— Begin Data shown —

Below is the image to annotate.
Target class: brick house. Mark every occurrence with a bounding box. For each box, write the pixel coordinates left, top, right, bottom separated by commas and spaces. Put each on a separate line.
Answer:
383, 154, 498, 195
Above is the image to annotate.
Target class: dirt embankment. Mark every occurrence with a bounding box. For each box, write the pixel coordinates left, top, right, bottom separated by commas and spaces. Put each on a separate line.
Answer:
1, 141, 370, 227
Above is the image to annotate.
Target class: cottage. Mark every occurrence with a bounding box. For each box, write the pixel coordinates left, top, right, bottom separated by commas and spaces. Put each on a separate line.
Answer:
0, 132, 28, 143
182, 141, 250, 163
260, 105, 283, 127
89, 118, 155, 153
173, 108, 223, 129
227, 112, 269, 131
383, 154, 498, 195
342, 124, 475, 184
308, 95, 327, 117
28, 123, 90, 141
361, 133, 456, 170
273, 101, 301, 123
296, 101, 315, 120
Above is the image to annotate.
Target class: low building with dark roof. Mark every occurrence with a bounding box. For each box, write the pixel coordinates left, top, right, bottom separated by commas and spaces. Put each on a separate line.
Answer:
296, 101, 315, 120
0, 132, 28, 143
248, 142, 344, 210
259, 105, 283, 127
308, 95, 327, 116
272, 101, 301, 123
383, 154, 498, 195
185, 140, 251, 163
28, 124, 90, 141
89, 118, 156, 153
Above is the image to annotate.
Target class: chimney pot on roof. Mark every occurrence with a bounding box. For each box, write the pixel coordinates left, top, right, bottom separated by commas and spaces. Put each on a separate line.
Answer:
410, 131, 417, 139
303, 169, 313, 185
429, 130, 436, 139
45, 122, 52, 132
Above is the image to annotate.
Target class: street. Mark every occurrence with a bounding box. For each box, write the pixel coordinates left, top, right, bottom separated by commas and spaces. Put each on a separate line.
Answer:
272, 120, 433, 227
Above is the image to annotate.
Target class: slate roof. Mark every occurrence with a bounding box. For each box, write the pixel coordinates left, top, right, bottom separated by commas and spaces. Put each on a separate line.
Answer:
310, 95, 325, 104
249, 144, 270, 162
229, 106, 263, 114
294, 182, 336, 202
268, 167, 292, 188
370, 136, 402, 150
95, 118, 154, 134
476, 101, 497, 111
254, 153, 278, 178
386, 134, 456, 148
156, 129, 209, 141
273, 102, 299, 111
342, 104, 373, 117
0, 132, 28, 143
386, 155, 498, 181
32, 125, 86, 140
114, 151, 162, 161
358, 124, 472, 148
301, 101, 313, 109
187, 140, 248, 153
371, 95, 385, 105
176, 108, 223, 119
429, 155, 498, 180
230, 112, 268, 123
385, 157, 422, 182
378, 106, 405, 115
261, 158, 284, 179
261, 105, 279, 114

— End Data shown —

_The problem_
List, copied in full, every line of the data above that contains the word "roof".

_Exercise result_
Target class: low building with dark roof. Mark every occurrence with a bounding box. For each box, write the pixel coordinates left, top, right, bottom separated by commas and spaces. Put each on a separate line.
Target class: chimney pot on roof. Mark every occurrence with a bounding box. For each box, write the pixel coordinates left, top, right, bottom separated by commas and spaces. Put each on a separate line.
Target class: slate roof. Mark every occurrence with a bounding box. For each box, write the pixel coordinates left, top, right, bottom separated by commas and spaces. Put each on a separate line.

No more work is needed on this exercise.